> **YOUR OBJECTIVE**
All entries are to be quoted exactly; the images stay out of the copy.

> **EXERCISE INPUTS**
* Start *

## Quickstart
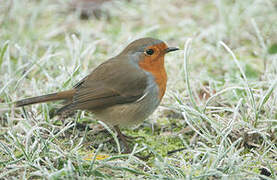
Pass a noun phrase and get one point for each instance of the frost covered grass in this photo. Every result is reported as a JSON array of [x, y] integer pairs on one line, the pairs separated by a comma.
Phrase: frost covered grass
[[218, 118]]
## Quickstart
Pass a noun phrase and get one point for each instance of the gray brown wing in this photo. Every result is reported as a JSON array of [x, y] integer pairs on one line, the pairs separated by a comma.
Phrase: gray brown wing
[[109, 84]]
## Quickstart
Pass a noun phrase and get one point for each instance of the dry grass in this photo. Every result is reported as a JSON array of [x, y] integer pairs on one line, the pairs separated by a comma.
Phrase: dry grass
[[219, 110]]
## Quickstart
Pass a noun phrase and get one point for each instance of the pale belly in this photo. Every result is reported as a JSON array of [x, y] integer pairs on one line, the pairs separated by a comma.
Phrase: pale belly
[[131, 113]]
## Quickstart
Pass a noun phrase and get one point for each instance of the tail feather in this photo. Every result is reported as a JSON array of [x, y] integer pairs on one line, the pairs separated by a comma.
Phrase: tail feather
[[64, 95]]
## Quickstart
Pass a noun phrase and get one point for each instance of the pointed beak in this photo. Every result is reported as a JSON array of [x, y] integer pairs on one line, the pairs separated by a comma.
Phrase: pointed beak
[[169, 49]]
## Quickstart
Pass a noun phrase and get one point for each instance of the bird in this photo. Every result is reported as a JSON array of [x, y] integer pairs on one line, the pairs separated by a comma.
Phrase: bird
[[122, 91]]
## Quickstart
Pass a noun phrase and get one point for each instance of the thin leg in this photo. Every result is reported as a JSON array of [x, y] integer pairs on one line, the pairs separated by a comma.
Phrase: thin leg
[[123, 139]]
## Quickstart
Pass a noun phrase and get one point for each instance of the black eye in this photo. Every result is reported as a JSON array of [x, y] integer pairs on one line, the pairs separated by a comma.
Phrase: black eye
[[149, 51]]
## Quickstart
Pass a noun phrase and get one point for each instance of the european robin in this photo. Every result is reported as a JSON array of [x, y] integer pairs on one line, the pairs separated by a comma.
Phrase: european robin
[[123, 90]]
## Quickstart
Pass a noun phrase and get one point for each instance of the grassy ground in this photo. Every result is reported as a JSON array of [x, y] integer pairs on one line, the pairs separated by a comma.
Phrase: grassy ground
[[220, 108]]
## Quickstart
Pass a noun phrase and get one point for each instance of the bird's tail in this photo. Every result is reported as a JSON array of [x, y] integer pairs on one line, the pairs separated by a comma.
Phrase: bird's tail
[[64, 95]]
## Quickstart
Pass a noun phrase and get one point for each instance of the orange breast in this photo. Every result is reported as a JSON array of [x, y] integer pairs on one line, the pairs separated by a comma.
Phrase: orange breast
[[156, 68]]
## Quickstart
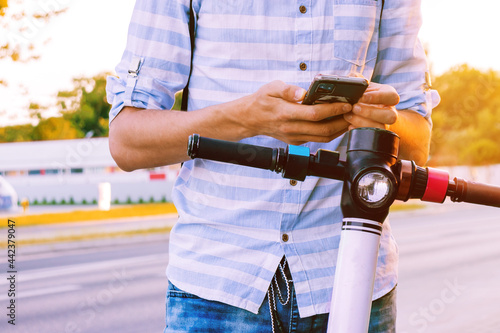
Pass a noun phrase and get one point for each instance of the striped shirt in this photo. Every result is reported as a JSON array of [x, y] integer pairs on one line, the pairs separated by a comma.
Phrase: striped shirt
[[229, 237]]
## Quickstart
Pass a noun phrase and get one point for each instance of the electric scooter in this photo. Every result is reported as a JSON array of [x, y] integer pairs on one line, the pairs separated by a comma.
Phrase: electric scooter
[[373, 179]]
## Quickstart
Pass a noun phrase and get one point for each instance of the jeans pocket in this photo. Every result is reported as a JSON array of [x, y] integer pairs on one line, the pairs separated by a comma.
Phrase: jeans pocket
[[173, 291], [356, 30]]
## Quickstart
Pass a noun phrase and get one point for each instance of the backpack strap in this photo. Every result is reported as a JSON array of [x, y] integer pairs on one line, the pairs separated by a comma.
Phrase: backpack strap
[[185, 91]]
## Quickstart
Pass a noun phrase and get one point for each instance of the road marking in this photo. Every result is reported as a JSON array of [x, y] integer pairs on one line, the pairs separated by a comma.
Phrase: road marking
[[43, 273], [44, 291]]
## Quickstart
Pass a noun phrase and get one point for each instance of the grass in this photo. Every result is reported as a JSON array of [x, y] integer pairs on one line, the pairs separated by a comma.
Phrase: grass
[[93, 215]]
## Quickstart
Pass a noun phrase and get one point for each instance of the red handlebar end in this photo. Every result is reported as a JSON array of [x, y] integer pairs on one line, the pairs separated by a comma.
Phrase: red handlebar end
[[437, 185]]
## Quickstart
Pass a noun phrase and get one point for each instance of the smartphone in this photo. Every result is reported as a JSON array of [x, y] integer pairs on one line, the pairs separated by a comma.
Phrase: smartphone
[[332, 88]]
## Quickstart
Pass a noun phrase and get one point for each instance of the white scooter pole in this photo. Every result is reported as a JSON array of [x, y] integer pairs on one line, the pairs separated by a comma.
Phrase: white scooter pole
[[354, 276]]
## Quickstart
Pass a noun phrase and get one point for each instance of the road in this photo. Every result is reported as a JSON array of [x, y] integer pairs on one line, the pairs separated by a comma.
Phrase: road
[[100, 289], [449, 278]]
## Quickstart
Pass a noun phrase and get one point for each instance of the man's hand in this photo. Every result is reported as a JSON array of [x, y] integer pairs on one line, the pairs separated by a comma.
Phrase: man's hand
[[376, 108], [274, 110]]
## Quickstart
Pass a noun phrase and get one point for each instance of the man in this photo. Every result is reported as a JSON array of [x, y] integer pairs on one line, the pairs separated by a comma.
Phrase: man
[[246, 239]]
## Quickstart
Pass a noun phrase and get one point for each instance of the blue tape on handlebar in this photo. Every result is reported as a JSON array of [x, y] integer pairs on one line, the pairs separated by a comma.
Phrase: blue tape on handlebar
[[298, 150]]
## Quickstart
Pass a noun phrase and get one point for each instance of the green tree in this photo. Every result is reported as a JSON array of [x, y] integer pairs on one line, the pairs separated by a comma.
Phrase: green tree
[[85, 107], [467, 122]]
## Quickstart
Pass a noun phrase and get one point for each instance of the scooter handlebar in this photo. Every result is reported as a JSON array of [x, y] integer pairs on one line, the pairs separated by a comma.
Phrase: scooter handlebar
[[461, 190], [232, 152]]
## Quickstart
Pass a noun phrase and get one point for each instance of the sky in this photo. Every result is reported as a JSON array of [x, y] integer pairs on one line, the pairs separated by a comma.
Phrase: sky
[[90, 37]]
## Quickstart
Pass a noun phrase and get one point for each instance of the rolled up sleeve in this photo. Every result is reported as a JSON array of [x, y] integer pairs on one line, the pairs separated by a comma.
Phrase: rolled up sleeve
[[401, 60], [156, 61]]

* End *

> **RESULT OF THE TASK**
## Quickstart
Pass a noun phrase and get one point for each instance of the frost covered grass in this photo. Every result is reported as a JSON array of [x, y] integer pairs on one line, the pairs separated by a comma.
Phrase: frost covered grass
[[218, 118]]
## Quickstart
Pass a noun phrase and get one point for each instance of the gray brown wing in this photo. Every result is reported as a JSON array of [x, y] integer pairs on one line, the pairs separated by a comma.
Phrase: gray brown wing
[[109, 84]]
## Quickstart
Pass a noun phrase and get one point for each instance of the dry grass in this photo. Every result is reported as a JSON array of [x, y] integer pairs on one line, the pairs separated by a comma.
Phrase: dry grass
[[219, 110]]
## Quickstart
Pass a noun phrase and get one point for each instance of the pale belly in this photo. Every result is reported as a JSON array of [x, y] integer pairs on one line, the pairs separated by a comma.
Phrase: pale belly
[[131, 113]]
## Quickstart
Pass a noun phrase and get one point for each instance of the tail feather in this photo. Every result is reported as a JSON array of [x, y] integer pairs on one line, the pairs separated by a comma.
Phrase: tail feather
[[64, 95]]
## Quickstart
Pass a noun phrase and get one point for each instance of the pointed beak in this photo. Every result is reported as a JSON array of [x, y] integer pairs on one line, the pairs separated by a comma.
Phrase: pointed beak
[[169, 49]]
## Quickstart
Pass a noun phrase and get one point for each instance of the bird in this photo. Every result is reported as a JSON array of [x, y] integer pairs on one line, the pairs separated by a comma.
Phrase: bird
[[122, 91]]
## Quickstart
Pass a noun phrase and get one point for each instance of the thin leg in this photo. Every result is reported as a JSON array of [x, y] integer pairs on one line, the pairs separated by a comma.
Phrase: thin leg
[[123, 139]]
## Quickstart
Pass a noun phrase and get one point for each instance of the black eye in this photo. Every result is reported as a JSON array of [x, y] integer pairs on one line, the pairs separated by a comma.
Phrase: black eye
[[149, 51]]
## Quickstart
Pass a noun phrase and get one point for each instance of the european robin in this photo. Every result is reported as a JSON array of [x, y] integer pairs on one line, the pairs separated by a comma.
Phrase: european robin
[[123, 90]]
## Quickstart
Pass a noun phrase and get one point for each instance of the grassy ground in this photo. Every result is reported as a JSON array of [x, y] integer pairs on one line, the pairs separated by a comma.
Phrase: grassy ground
[[220, 108]]
## Quickstart
Pass a noun phrase and get one point for each instance of the bird's tail in this photo. Every result is reported as a JSON array of [x, y] integer pairs on one line, the pairs separated by a comma.
Phrase: bird's tail
[[64, 95]]
## Quickstart
Pass a noun phrase and get one point for each instance of the orange breast in this photo. Every result is reported as a JSON array of [x, y] integer pairs on one line, the pairs separated by a comma.
Phrase: orange breast
[[156, 68]]
## Quickstart
Pass a noun phrase and get one point for each instance of the striped shirt in this photo. Every result is reported as a JSON array of [x, y] integer pairs on one line, the pairs separated by a comma.
Phrase: striped shirt
[[229, 237]]
## Quickstart
Pass a noun phrase and get one point for each instance of the electric scooter in this photo. Every result is reported as a JSON array of [x, y] integer pairs on one line, the pairs separated by a comma.
Phrase: electric scooter
[[373, 179]]
## Quickstart
Pass a noun phrase and get one point for each instance of the jeans pocket in this photo. Every result is reported as a JSON array of [x, y] integer pairs on one line, the pairs separated by a comma.
Phrase: jeans pocket
[[173, 291], [356, 30]]
## Quickstart
Pass a noun phrase and get one point for each instance of the backpack strap in this photo. Every result is reported as a JSON array of [x, y] integer pairs on one line, the pairs separated by a comma.
Phrase: backpack strap
[[185, 91]]
## Quickstart
Pass a noun phrase and get one point for each instance of the road marking in this photo. Every result is reported as a JSON array of [x, y] integer pairs on one line, the pairs separated by a comma.
Phrase: road marking
[[43, 273], [44, 291]]
## Quickstart
Pass a noun phrase and get one point for each instance of the grass in this photo. Every result is reported as a JSON array of [x, y] integer pairs on one line, the pairs separated by a comma.
Phrase: grass
[[93, 215]]
## Quickstart
Pass a noun phrase and get one point for each instance of the red handlebar end in this photo. Every result is reported as a JSON array of [x, y] integer pairs on one line, the pairs separated by a comma.
Phrase: red handlebar end
[[437, 185]]
## Quickstart
Pass a noun phrase and get one point for each instance of the smartphone in this photo. Every result is reported as a JSON array of [x, y] integer pairs on one line, the pairs separated by a comma.
Phrase: smartphone
[[332, 88]]
## Quickstart
Pass a noun phrase and get one point for each instance of the white scooter pole in this photo. Every result is reported as a JSON array of [x, y] integer pairs on one line, the pairs separated by a comma.
Phrase: white scooter pole
[[354, 276]]
## Quickstart
Pass a noun phrase and get one point for each instance of the road in this photo. Every result is reported as a JSON array of [x, y] integer pairs on one line, the pairs separated by a comma.
Phrase: road
[[100, 289], [449, 278]]
## Quickstart
Pass a noun phrase and get one point for each instance of the man's hand in this photo. Every result is reported as a JSON array of [x, y] integer pairs on one line, the pairs separated by a comma.
Phrase: man's hand
[[376, 108], [274, 110]]
## Quickstart
Pass a noun phrase and get one point for each instance of the man in this photo. Every result is reported as a JSON array of [x, y] integer pairs on one line, the pairs separated by a comma.
Phrase: man
[[246, 239]]
## Quickstart
Pass a noun phrase and get one point for each instance of the blue tape on handlebar in this photo. Every result is reported as a JSON array of [x, y] integer pairs on one line, the pairs separated by a comma.
Phrase: blue tape on handlebar
[[298, 150]]
## Quickstart
Pass a noun phrase and get one point for each instance of the green tree in this photo. Every result is reported as a JSON array of [x, y] integer pairs on one line, the pairs separated by a comma.
Phrase: green tree
[[85, 107], [467, 122]]
## Quickstart
Pass a noun phrase and get one point for each instance of the scooter handlebar in this photo. Every result is reported as a JSON array of [x, y] integer pairs on one line, the pairs separated by a comma.
Phrase: scooter handlebar
[[461, 190], [232, 152]]
## Quickstart
Pass a noun phrase and get one point for each instance of the sky in this photo. Every result is reported as a JSON array of [x, y] integer pairs on one line, the pairs separated by a comma.
Phrase: sky
[[90, 37]]
## Quickstart
Pass a noun phrase and get one point for each instance of the rolled up sleeve in this photo. Every result is reported as a JSON array of [x, y] integer pairs on one line, the pairs separated by a comma.
Phrase: rolled up sleeve
[[401, 60], [156, 61]]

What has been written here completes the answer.